(MATERIAL FOR THIS EXERCISE):
════════

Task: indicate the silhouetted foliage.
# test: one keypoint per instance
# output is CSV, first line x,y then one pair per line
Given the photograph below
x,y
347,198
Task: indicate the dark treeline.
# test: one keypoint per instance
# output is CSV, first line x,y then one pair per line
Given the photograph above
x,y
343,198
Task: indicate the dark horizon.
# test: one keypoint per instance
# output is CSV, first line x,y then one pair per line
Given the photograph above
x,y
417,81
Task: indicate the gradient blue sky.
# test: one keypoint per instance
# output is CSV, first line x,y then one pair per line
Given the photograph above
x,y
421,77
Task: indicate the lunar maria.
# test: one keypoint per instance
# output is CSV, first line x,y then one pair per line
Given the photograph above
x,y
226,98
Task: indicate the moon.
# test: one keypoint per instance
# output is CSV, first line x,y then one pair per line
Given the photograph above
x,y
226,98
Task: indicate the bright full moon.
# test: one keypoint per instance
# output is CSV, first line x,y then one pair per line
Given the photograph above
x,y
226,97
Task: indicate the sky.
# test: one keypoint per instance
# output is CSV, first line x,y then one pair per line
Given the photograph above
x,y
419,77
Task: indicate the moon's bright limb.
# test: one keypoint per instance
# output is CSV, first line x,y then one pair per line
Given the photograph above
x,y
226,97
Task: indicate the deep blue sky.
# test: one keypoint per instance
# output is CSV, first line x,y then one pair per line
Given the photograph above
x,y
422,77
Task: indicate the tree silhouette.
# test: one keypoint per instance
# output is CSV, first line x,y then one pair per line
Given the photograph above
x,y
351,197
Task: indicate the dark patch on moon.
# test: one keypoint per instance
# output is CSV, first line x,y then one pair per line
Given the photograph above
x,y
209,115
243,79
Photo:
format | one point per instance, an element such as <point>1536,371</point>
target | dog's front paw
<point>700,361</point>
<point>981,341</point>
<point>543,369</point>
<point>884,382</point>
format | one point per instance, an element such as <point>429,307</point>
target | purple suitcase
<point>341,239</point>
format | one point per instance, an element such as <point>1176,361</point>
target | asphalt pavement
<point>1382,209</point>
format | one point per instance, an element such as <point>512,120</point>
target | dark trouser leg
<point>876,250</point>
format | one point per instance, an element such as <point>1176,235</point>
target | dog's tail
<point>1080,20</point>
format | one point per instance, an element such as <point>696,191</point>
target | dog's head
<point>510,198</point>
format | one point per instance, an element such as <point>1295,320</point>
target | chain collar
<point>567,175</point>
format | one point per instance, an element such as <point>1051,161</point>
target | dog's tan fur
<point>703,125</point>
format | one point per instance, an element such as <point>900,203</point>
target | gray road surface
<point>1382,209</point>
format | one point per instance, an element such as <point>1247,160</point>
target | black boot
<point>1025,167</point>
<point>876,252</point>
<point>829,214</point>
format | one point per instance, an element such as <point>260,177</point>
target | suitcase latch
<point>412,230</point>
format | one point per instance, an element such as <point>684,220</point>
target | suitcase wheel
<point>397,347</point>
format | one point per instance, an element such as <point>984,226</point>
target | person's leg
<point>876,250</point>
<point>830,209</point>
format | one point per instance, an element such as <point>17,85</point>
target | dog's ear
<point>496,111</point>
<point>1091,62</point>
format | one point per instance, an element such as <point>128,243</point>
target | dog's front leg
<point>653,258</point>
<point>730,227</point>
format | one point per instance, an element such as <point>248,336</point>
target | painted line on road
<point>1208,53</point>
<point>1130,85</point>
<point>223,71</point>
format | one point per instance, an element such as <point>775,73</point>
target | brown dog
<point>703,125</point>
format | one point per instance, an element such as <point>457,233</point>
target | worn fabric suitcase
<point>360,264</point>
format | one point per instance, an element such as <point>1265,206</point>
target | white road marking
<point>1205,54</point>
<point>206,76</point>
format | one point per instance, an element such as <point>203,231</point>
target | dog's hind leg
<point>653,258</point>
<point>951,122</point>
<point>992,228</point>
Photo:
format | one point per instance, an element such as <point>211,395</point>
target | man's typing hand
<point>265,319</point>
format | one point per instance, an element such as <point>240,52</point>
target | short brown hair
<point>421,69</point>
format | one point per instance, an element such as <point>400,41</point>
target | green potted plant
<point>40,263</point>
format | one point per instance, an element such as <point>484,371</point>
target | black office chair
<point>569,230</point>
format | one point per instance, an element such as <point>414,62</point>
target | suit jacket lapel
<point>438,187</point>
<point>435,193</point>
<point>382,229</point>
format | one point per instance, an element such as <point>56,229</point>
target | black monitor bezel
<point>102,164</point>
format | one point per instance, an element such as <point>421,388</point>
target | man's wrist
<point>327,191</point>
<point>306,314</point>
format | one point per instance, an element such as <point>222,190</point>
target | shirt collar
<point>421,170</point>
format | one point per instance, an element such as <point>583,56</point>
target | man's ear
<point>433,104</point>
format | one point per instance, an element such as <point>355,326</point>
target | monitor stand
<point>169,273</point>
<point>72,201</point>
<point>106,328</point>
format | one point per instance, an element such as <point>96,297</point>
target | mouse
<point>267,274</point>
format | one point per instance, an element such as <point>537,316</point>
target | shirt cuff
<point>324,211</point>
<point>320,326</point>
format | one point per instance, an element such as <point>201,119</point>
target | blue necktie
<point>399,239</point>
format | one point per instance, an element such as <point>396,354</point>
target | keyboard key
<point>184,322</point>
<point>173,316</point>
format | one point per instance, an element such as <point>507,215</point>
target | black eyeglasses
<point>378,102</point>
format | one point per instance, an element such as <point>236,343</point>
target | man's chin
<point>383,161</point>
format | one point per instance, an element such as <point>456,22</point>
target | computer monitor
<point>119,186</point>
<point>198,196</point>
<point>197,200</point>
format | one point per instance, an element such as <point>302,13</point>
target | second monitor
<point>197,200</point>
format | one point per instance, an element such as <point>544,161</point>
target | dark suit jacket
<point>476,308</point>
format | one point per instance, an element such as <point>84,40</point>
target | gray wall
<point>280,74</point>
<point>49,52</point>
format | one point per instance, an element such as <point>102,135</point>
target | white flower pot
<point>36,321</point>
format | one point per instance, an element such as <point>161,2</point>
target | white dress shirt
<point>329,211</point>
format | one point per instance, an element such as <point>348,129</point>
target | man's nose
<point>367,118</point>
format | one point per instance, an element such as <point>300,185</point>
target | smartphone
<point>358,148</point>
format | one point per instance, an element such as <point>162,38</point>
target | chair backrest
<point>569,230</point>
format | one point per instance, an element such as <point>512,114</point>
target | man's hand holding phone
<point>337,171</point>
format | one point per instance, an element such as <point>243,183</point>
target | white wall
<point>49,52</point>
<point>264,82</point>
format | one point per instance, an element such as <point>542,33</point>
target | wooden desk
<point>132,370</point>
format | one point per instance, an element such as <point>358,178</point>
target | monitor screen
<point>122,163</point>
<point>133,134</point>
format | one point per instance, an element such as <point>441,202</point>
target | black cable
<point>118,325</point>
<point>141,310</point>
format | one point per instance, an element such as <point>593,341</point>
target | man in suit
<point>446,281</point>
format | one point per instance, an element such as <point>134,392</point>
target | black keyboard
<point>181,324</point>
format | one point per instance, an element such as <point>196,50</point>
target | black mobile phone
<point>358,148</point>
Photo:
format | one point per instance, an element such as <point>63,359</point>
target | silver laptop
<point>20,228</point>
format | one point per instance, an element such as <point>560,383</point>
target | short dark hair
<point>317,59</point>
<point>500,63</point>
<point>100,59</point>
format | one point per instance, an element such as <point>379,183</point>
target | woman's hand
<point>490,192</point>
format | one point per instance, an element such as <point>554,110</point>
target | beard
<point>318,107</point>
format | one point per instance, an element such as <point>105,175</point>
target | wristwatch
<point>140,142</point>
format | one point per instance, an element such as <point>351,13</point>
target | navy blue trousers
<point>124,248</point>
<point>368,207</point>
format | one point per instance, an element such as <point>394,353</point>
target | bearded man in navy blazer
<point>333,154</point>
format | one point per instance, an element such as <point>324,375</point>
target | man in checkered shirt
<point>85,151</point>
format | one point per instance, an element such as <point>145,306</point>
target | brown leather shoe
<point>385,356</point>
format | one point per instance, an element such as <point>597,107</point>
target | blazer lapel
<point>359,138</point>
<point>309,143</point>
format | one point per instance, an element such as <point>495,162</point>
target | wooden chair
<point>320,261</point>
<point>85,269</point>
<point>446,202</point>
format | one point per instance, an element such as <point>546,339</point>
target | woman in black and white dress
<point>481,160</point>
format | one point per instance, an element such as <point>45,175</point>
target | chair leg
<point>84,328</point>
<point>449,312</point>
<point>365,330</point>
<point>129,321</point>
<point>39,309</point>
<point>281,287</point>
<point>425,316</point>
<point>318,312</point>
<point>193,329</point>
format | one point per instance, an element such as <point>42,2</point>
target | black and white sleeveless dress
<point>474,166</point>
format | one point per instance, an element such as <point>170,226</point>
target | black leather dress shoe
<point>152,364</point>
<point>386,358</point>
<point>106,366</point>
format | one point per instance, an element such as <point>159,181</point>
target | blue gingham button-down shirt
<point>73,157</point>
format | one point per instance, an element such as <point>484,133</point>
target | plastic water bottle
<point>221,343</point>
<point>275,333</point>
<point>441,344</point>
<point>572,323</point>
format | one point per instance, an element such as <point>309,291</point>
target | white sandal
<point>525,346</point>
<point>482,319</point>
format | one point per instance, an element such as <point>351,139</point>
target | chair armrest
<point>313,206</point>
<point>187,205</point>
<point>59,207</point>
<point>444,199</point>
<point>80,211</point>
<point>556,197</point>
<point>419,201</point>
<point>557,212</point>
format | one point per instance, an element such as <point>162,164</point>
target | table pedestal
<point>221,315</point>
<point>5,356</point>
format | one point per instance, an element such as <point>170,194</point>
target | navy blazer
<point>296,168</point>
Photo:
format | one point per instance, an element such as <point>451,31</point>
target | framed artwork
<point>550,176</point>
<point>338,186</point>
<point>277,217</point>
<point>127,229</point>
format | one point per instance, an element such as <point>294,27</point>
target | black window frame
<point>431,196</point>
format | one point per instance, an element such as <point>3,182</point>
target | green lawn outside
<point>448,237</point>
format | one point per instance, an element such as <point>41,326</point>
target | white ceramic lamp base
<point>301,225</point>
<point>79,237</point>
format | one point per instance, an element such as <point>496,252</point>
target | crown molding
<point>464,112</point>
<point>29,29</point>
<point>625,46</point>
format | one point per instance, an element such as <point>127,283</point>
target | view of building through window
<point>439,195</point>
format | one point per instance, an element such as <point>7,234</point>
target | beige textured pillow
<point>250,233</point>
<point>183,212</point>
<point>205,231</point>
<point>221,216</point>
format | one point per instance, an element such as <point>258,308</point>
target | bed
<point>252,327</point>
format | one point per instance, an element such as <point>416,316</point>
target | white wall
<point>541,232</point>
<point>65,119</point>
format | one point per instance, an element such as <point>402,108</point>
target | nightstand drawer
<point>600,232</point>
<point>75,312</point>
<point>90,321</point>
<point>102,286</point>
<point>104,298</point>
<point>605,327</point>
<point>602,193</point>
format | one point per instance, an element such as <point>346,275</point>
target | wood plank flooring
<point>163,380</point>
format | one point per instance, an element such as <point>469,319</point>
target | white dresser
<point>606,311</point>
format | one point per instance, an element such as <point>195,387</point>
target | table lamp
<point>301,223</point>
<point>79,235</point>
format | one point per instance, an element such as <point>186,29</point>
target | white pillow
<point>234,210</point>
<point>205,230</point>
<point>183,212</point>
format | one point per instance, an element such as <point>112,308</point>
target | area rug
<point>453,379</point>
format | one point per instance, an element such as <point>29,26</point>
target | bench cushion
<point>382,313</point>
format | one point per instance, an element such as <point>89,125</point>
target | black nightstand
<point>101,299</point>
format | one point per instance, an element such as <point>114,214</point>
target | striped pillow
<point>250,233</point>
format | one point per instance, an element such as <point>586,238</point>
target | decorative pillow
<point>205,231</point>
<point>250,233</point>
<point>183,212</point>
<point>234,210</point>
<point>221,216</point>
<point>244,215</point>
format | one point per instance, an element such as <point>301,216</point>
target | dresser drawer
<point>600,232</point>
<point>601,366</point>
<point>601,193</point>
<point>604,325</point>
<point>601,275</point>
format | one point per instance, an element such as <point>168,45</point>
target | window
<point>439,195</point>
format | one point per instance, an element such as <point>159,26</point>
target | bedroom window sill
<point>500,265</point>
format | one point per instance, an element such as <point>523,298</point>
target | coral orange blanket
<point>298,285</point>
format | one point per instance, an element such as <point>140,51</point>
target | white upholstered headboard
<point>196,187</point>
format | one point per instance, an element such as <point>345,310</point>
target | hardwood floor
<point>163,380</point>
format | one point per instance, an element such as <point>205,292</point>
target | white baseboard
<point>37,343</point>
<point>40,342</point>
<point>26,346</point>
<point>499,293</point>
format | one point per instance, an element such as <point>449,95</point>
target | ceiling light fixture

════════

In the stretch from the line containing "such as <point>1247,160</point>" through the line containing "<point>412,230</point>", change "black boot" to "leather boot" and reproduce only those lines, leaving everything else in them unchanged.

format | one point per instance, an element such as <point>1247,160</point>
target | leather boot
<point>1025,167</point>
<point>876,252</point>
<point>829,214</point>
format | one point per instance, an element such as <point>260,177</point>
target | suitcase latch
<point>412,230</point>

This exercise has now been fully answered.